EXERCISE:
Quote, exactly, the line holding "Task: locate the white foam, a" and all lines after it to the end of the records below. Exclude pictures.

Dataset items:
------------------------------------------------

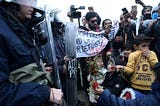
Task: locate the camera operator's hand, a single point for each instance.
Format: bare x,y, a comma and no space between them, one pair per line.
56,96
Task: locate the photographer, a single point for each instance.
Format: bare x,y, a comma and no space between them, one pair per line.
126,33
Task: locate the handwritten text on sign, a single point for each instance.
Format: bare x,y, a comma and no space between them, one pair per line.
89,43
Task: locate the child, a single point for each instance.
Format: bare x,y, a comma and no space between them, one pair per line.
140,64
96,76
116,81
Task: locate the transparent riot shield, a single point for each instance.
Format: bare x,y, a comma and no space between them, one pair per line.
70,40
48,50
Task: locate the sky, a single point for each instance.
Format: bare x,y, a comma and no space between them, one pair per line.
105,8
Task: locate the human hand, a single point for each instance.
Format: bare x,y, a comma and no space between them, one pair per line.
119,68
118,39
56,96
49,68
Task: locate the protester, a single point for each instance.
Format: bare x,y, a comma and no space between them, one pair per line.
91,9
106,25
153,31
108,99
140,64
18,55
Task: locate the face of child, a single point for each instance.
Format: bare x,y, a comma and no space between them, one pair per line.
143,47
127,52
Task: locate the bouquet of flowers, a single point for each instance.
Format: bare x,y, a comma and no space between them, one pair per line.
96,76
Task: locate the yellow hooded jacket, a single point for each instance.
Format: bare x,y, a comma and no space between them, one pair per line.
141,70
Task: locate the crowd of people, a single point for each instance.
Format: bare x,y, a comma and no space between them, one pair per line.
129,60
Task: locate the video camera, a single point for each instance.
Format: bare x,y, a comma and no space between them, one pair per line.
74,12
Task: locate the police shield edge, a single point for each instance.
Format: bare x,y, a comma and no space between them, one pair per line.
70,41
49,49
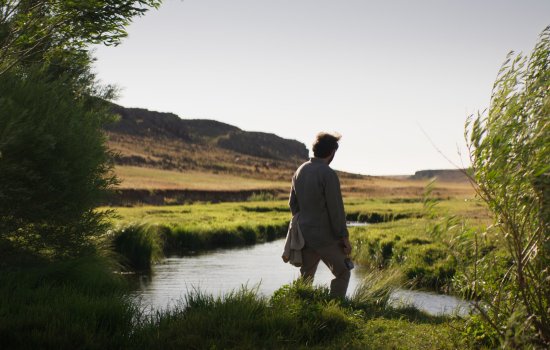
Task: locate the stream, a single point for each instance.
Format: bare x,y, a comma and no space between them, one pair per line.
258,266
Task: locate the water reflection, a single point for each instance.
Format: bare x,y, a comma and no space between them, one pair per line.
258,266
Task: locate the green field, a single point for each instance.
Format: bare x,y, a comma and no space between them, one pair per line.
62,296
406,234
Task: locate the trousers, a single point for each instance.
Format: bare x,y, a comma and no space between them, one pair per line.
333,256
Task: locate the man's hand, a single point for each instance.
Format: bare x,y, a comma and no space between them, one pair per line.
346,245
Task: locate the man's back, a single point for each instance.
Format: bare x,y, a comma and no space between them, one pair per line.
316,195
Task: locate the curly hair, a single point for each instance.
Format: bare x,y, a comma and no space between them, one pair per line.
325,143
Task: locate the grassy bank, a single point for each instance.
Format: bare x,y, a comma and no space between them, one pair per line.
145,233
406,233
81,304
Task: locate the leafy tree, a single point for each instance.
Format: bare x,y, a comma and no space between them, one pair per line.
58,31
510,153
54,164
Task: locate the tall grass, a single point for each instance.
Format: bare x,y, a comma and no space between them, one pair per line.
81,304
77,304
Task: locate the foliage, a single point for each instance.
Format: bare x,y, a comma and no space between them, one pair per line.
59,32
139,246
54,164
64,305
510,152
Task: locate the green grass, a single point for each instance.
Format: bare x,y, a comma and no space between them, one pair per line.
182,229
77,304
82,304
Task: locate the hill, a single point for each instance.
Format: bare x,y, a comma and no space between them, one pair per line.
162,158
159,140
445,175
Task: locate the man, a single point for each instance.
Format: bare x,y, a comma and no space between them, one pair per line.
316,195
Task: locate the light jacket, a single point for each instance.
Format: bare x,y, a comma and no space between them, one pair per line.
316,194
294,243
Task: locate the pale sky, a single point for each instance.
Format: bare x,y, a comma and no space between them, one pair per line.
377,72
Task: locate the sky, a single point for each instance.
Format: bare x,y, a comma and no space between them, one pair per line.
396,78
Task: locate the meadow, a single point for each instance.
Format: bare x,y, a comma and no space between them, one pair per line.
399,246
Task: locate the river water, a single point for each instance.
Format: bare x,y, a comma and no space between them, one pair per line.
259,266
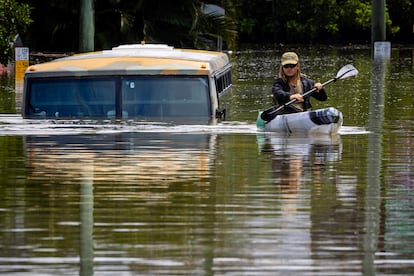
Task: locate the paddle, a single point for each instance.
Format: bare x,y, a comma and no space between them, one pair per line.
345,72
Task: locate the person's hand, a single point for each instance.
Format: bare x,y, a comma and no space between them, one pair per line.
318,86
298,97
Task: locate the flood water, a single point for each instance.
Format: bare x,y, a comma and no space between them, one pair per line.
127,199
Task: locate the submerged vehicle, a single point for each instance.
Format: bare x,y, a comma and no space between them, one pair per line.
320,121
142,81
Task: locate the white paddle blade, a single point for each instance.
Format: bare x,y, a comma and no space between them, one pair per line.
346,72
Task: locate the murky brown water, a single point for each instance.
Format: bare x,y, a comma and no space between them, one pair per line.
221,200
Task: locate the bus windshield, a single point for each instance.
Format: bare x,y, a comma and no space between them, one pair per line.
152,97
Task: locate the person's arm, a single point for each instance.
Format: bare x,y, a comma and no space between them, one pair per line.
320,93
279,91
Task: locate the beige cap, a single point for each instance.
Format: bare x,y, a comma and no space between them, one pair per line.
289,58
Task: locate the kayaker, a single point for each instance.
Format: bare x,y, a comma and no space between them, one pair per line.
291,84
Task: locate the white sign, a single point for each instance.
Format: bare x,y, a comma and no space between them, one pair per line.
382,49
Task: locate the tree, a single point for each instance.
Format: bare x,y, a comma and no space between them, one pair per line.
14,20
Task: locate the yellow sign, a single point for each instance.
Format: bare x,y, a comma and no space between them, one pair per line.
21,62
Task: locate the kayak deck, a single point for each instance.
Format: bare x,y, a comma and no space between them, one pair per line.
321,121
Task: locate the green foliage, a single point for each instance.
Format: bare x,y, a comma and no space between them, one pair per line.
14,19
183,24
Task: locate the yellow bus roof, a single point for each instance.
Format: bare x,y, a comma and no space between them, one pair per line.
134,59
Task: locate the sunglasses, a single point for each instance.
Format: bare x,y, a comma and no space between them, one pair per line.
289,65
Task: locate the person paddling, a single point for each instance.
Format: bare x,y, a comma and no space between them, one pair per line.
291,84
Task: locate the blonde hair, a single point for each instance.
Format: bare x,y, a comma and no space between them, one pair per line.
283,76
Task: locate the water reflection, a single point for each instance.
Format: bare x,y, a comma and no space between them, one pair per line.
103,173
374,168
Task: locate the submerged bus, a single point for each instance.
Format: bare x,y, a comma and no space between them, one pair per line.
139,81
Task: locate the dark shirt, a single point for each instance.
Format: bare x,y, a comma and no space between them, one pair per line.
281,92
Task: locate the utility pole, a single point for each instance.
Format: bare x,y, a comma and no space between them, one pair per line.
382,48
378,27
86,26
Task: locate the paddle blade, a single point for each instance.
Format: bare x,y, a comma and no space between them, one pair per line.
346,72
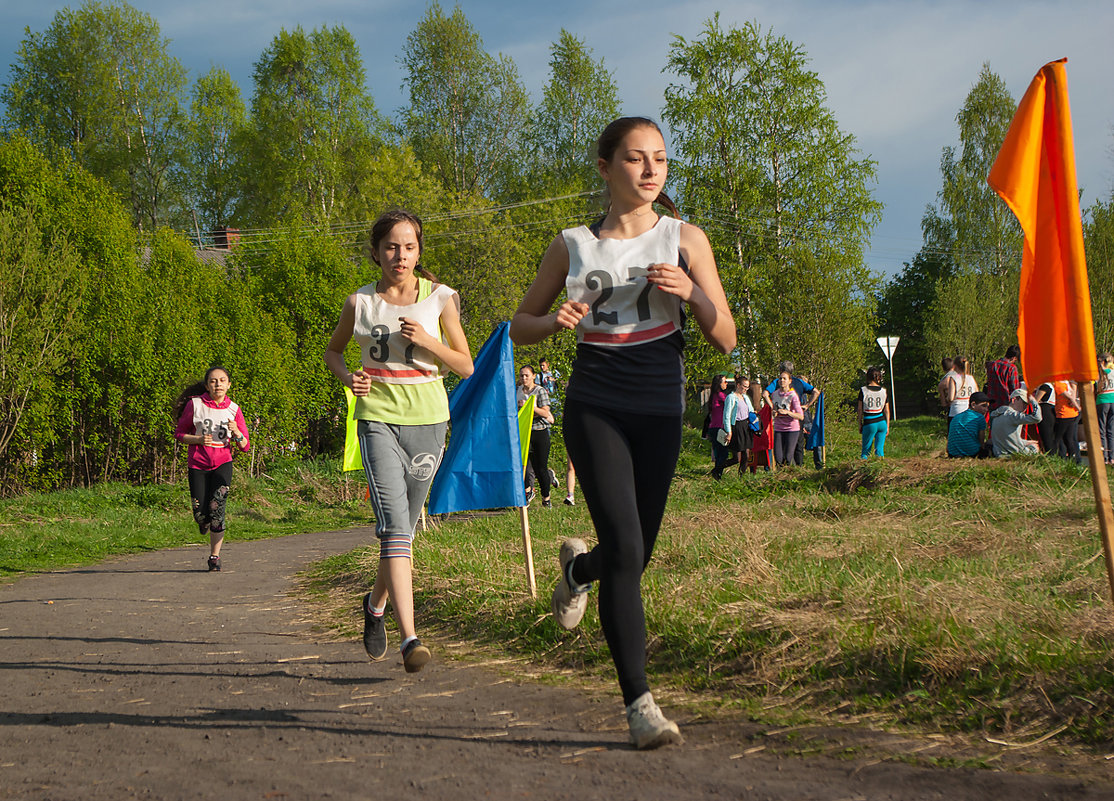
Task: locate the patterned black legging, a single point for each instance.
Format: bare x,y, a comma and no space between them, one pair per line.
208,492
624,464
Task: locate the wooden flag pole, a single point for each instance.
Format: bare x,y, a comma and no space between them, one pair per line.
1098,478
524,518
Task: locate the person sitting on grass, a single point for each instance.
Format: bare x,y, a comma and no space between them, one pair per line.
1007,421
967,432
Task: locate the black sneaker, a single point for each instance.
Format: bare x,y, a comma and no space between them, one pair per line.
416,656
374,633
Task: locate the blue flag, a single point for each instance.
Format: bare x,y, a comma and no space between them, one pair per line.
482,467
817,435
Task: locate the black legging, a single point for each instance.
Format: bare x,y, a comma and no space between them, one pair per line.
208,492
624,464
538,459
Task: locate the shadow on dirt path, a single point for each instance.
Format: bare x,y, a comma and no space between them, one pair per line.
147,677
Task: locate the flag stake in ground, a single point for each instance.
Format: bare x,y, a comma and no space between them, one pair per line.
1035,175
484,462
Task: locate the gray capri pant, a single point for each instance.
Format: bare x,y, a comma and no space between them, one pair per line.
400,462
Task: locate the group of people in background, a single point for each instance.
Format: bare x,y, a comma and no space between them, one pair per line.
994,422
759,429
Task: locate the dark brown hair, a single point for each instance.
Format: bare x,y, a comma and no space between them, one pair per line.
613,136
384,224
198,388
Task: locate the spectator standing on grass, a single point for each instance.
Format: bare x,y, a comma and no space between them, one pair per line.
788,413
1002,378
873,411
1046,429
538,456
717,428
1007,421
408,328
961,386
1066,432
941,388
628,276
1104,406
805,393
211,423
736,413
967,432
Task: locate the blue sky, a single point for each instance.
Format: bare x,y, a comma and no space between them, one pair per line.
896,71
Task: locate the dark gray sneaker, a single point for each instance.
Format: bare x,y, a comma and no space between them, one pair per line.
374,633
416,656
569,603
650,729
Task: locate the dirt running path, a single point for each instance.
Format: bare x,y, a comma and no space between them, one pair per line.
146,677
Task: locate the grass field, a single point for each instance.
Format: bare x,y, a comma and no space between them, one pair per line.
81,526
964,596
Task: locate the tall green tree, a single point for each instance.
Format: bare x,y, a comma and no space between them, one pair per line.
1098,241
313,128
467,109
559,155
578,100
40,290
215,139
970,230
781,191
99,82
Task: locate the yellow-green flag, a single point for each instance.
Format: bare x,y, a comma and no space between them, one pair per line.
352,460
525,420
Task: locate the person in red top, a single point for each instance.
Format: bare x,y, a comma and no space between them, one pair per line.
211,423
1002,378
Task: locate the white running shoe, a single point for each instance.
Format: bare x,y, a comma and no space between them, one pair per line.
650,729
569,603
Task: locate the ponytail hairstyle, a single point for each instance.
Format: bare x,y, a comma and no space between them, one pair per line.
386,223
196,389
613,136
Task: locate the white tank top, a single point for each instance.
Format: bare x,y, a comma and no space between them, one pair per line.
386,354
609,275
964,391
214,422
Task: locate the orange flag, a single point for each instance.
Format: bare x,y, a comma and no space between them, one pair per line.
1035,175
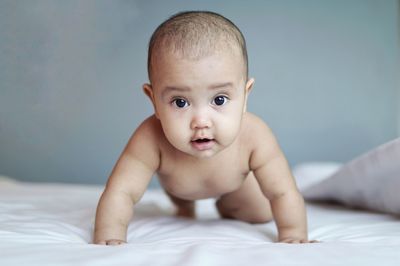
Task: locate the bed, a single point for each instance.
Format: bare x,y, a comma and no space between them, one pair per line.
52,224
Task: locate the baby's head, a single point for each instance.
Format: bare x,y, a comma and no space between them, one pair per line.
197,66
195,35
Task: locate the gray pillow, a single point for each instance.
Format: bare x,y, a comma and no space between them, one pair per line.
371,181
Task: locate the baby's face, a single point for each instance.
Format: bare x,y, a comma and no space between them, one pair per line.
200,103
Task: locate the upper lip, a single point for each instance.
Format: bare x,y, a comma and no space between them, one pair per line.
201,138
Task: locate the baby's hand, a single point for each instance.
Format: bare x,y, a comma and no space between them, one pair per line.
110,242
293,240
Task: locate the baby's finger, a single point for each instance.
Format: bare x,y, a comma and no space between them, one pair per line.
114,242
101,242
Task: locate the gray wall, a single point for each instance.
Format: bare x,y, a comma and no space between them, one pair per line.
71,75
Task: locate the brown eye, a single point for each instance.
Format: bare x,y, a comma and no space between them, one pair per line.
220,100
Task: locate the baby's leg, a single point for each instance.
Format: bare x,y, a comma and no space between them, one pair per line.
185,208
248,203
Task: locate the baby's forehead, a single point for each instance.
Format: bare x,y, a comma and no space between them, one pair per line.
197,50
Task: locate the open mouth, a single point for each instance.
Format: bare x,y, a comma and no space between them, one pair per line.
202,140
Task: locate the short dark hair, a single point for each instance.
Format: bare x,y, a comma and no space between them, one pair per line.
194,34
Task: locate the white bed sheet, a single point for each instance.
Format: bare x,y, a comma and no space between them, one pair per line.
51,224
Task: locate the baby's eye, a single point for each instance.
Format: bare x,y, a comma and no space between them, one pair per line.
180,103
220,100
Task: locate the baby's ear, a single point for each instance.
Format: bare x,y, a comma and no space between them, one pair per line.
249,86
148,90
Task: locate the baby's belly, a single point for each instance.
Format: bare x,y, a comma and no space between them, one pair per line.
200,188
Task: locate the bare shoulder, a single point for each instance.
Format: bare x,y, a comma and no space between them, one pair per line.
261,140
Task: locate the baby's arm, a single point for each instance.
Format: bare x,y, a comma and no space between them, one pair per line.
274,176
126,185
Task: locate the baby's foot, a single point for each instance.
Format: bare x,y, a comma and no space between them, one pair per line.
185,213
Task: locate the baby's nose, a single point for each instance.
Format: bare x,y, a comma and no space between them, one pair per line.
200,120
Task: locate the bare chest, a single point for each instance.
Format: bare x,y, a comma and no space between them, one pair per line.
201,179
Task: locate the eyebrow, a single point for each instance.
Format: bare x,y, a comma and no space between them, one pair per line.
169,89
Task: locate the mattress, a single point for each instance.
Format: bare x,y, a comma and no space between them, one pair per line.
52,224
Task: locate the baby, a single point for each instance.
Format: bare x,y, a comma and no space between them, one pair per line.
200,141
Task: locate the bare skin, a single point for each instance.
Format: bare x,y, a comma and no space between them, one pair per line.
202,143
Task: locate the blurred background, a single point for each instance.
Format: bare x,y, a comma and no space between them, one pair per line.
327,78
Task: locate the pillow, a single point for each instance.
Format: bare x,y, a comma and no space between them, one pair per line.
371,181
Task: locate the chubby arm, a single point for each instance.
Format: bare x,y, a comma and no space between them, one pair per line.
277,183
127,184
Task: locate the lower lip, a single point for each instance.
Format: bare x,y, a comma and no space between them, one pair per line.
202,146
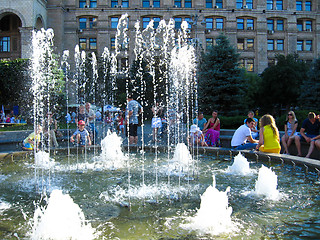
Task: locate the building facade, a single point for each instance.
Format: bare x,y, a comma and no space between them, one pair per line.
258,29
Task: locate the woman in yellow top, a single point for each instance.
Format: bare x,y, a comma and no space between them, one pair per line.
269,140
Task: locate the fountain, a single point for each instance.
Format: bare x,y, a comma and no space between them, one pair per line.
117,194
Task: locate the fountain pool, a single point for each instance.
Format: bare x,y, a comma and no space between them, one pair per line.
169,208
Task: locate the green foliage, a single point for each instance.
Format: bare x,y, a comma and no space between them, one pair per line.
220,82
280,85
14,81
310,88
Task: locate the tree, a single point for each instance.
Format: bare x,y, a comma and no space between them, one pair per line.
220,82
310,88
280,86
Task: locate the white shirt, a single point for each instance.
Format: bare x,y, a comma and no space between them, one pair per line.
240,136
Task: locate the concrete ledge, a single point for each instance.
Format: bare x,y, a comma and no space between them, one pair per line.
258,156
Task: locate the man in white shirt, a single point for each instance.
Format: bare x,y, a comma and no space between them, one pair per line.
242,135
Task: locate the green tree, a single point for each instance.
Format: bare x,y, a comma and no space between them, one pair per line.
220,81
280,85
310,88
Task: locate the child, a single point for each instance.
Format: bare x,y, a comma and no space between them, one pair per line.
196,137
82,135
28,143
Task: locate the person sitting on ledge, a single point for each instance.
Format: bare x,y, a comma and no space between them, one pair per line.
196,137
32,139
242,135
269,140
81,134
309,132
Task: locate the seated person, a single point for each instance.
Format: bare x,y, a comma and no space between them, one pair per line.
81,134
212,130
242,138
196,137
254,129
269,140
200,121
290,131
34,137
308,133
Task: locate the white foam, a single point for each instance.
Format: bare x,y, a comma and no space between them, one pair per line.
61,219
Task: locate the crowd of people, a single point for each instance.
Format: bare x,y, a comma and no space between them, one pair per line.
266,139
202,132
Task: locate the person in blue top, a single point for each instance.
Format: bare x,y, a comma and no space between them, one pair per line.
133,110
308,133
254,128
81,134
200,121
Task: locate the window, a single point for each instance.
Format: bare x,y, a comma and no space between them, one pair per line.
300,25
219,23
177,3
279,25
270,44
308,25
240,44
83,43
249,65
82,23
188,20
113,43
269,4
240,24
82,3
145,22
125,3
146,3
219,4
209,4
270,24
92,22
250,44
209,23
308,45
299,45
280,44
209,42
187,4
4,44
114,22
299,5
308,6
239,4
249,4
241,63
156,3
93,3
114,3
92,43
250,25
279,5
177,22
245,44
156,21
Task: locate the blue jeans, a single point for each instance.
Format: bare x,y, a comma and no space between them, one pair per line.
246,146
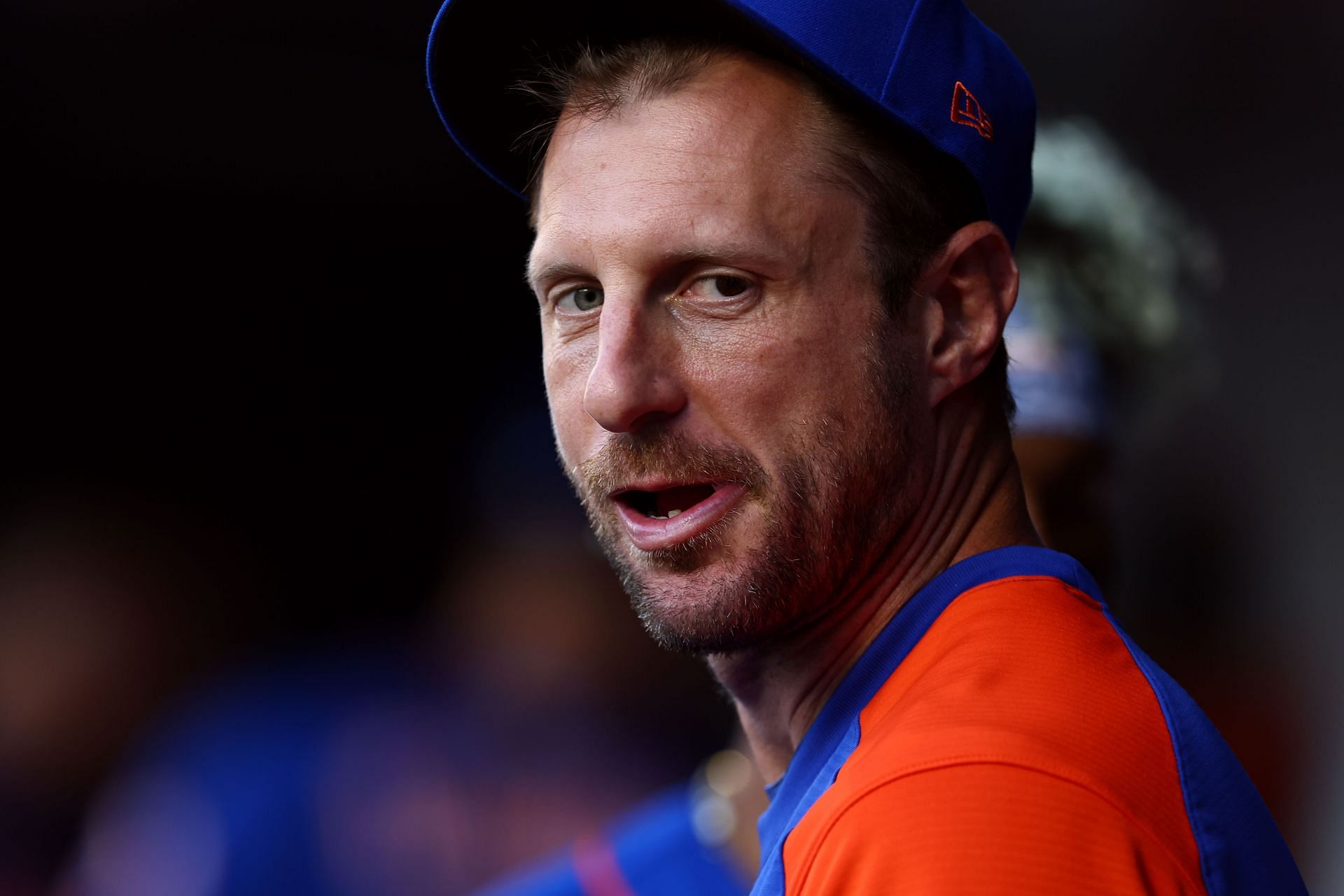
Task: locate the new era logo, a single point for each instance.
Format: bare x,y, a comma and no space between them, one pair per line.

------------------------------------------------

SOLUTION TO THE EXERCISE:
Task: locate the white foam, a single point for each instance.
Format: bare x,y, a comma and no space between them, one pair per line.
61,219
Task: locate the crowd of people, a single point for each instance.
Format: bare x,y, a comma and no space between them, one pair per line.
266,139
202,132
Task: locate the person in blue top, a single point for each instance.
Format: bare x,y, a comma and no space between them, one pair per line.
133,110
308,133
254,128
81,134
200,121
Task: locate the window, a single point for each instance.
Format: bare x,y, a comma and no space between them, one pair per line.
300,25
219,23
177,3
279,25
270,44
308,25
240,44
83,43
249,65
82,23
188,20
113,43
269,4
240,24
82,3
145,22
125,3
146,3
219,4
209,4
270,24
92,22
250,44
209,23
308,45
299,45
280,44
209,42
187,4
4,44
114,22
299,5
308,6
239,4
249,4
241,63
156,3
93,3
114,3
92,43
250,25
279,5
177,22
245,44
156,21
Task: locate the blue jeans, a single point for each instance.
Format: bare x,y, a comma and no space between them, one pair per line.
246,146
Task: locate the new era logo, a single point for each instance.
Format: bare x,y, a comma and no space between them, one pair per line.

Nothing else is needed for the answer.